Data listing

-*-*-

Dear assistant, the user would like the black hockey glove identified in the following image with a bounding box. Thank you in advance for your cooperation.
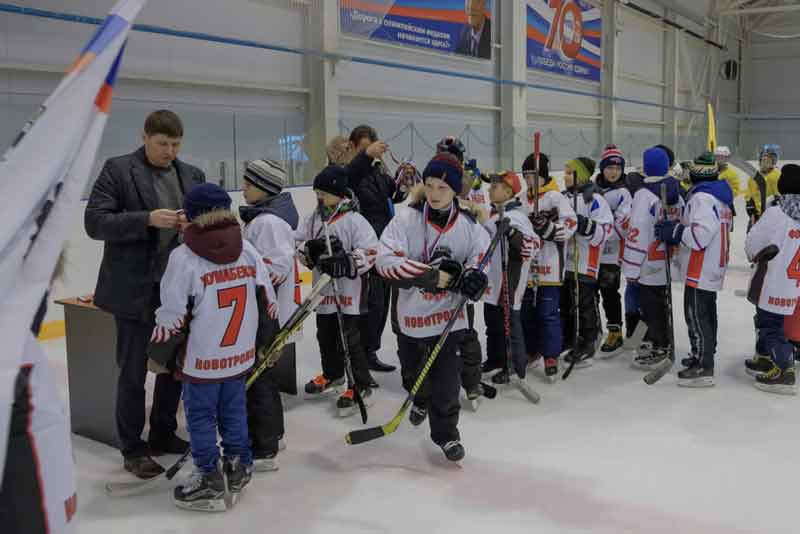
[438,258,464,289]
[576,215,597,237]
[458,268,489,301]
[319,250,358,280]
[744,198,758,217]
[303,236,344,269]
[531,213,556,241]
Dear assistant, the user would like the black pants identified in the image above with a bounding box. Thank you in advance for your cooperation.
[458,302,483,390]
[683,286,717,369]
[483,303,528,378]
[114,286,181,458]
[247,368,284,458]
[360,269,391,354]
[397,330,464,445]
[597,263,622,327]
[561,272,600,348]
[317,313,371,388]
[0,367,49,534]
[639,284,670,349]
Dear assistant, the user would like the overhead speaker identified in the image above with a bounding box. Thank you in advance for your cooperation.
[720,59,739,81]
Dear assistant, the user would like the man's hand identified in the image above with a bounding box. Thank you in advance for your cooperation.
[148,209,180,230]
[366,141,389,159]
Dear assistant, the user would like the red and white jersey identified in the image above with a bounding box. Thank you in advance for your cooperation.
[564,192,614,279]
[525,189,578,286]
[467,184,491,211]
[679,192,733,291]
[295,204,378,315]
[156,241,277,381]
[600,187,633,265]
[744,206,800,315]
[377,206,490,338]
[244,213,301,326]
[622,187,683,286]
[483,203,542,310]
[0,333,78,534]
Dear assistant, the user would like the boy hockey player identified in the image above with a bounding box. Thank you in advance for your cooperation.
[561,158,614,368]
[295,165,378,417]
[239,159,300,471]
[655,152,733,387]
[153,183,277,511]
[744,145,781,230]
[596,145,633,358]
[483,171,541,384]
[622,147,683,369]
[745,164,800,395]
[521,154,578,383]
[377,154,489,462]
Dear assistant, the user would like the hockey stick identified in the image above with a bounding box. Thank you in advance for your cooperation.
[345,220,508,445]
[497,203,541,404]
[105,274,331,497]
[561,184,581,380]
[318,201,367,423]
[644,183,675,386]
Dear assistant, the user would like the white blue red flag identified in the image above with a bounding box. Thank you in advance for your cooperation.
[0,0,147,473]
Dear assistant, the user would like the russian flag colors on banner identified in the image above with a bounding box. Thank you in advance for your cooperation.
[0,0,147,473]
[526,0,602,82]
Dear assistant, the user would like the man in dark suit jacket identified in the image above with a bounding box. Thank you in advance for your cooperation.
[84,110,205,478]
[456,0,492,59]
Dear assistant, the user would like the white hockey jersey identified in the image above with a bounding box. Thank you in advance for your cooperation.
[679,184,733,291]
[564,191,614,279]
[600,187,633,265]
[156,239,277,381]
[484,199,542,310]
[745,204,800,315]
[377,204,490,338]
[622,177,684,286]
[525,180,578,286]
[244,213,301,326]
[295,201,378,315]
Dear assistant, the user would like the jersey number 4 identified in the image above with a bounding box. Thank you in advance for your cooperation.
[217,285,247,347]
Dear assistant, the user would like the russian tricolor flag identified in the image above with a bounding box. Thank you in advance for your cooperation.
[0,0,147,473]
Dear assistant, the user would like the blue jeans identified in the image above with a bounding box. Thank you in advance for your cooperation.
[756,308,794,370]
[183,378,253,473]
[522,286,561,358]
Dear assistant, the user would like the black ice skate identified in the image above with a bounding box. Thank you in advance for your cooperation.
[305,375,344,399]
[755,364,797,395]
[678,364,714,388]
[172,469,228,512]
[439,440,466,465]
[408,404,428,426]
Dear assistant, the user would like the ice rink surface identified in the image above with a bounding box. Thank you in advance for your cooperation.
[45,195,800,534]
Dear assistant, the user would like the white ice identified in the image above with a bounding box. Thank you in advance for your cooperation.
[45,197,800,534]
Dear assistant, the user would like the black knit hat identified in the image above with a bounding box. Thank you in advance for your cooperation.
[314,165,350,197]
[522,152,550,183]
[689,152,719,183]
[244,159,286,195]
[778,163,800,195]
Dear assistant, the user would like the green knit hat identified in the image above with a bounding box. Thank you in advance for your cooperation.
[689,152,719,182]
[565,158,595,185]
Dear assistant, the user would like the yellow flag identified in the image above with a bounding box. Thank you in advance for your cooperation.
[708,102,717,152]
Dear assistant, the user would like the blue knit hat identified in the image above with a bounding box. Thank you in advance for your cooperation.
[644,146,669,176]
[188,182,231,221]
[422,152,464,195]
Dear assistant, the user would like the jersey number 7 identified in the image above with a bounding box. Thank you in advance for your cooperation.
[217,284,247,347]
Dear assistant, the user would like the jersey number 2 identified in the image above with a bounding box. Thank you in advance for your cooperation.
[786,248,800,287]
[217,285,247,347]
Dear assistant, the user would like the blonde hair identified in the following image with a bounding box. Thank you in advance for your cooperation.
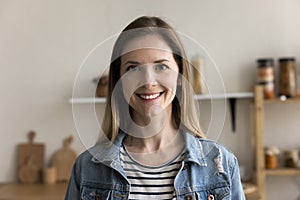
[102,16,205,142]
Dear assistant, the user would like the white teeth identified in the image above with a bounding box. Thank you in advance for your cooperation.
[140,93,160,100]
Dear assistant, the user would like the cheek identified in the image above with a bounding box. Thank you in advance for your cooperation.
[121,76,138,102]
[160,73,178,95]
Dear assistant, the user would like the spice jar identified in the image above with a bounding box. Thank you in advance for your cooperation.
[279,57,297,97]
[265,147,280,169]
[256,58,275,99]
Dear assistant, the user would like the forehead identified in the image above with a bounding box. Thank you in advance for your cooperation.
[121,35,173,63]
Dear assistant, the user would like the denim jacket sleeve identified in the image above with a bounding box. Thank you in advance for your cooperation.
[231,157,245,200]
[65,163,80,200]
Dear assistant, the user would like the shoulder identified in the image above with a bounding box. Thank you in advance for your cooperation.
[198,138,238,171]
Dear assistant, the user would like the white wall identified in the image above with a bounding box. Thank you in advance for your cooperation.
[0,0,300,199]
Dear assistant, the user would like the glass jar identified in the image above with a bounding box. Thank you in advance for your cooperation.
[279,57,297,97]
[256,58,275,99]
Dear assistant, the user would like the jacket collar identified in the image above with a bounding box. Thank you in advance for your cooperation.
[89,131,207,168]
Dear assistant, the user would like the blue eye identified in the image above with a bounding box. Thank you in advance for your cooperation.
[126,65,139,72]
[155,64,169,71]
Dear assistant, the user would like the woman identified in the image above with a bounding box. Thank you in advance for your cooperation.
[66,16,244,200]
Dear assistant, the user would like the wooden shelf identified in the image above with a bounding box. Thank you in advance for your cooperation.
[69,92,254,104]
[264,97,300,104]
[265,168,300,176]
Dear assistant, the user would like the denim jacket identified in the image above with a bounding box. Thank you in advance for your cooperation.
[65,133,245,200]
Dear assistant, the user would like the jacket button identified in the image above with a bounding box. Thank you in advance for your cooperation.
[185,195,194,200]
[182,163,188,170]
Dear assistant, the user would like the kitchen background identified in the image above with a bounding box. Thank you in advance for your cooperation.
[0,0,300,199]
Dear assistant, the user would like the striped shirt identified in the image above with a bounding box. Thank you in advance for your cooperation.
[120,145,184,200]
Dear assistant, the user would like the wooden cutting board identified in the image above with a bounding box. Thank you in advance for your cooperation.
[51,136,77,182]
[18,131,45,183]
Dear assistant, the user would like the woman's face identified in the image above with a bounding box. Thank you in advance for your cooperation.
[120,35,179,121]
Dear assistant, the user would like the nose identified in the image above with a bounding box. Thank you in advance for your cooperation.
[143,67,158,88]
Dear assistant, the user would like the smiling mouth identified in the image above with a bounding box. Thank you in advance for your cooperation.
[137,92,163,100]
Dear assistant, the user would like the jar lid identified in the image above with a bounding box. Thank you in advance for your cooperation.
[257,58,274,67]
[278,57,295,62]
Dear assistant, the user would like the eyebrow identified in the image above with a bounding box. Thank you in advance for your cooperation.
[125,59,170,65]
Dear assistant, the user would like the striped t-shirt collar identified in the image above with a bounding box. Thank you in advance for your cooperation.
[90,131,206,169]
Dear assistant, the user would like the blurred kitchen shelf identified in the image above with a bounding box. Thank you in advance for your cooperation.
[264,97,300,104]
[265,168,300,176]
[69,92,254,104]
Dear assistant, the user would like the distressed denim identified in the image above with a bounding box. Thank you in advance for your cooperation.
[65,133,245,200]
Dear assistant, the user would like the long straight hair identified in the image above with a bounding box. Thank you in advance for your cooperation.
[102,16,205,142]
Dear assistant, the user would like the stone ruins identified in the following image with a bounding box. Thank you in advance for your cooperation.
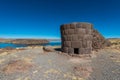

-*-*-

**Directions:**
Copy out the rows above word for word, starting at the line containing "Dear assistant, the user would like the nose" and continuing down through the line containing "[143,67,158,88]".

**Full answer:**
Dear assistant, the user would like the nose identified in the image above with a bounding box. Thank you in advance for your cooperation.
[143,67,158,88]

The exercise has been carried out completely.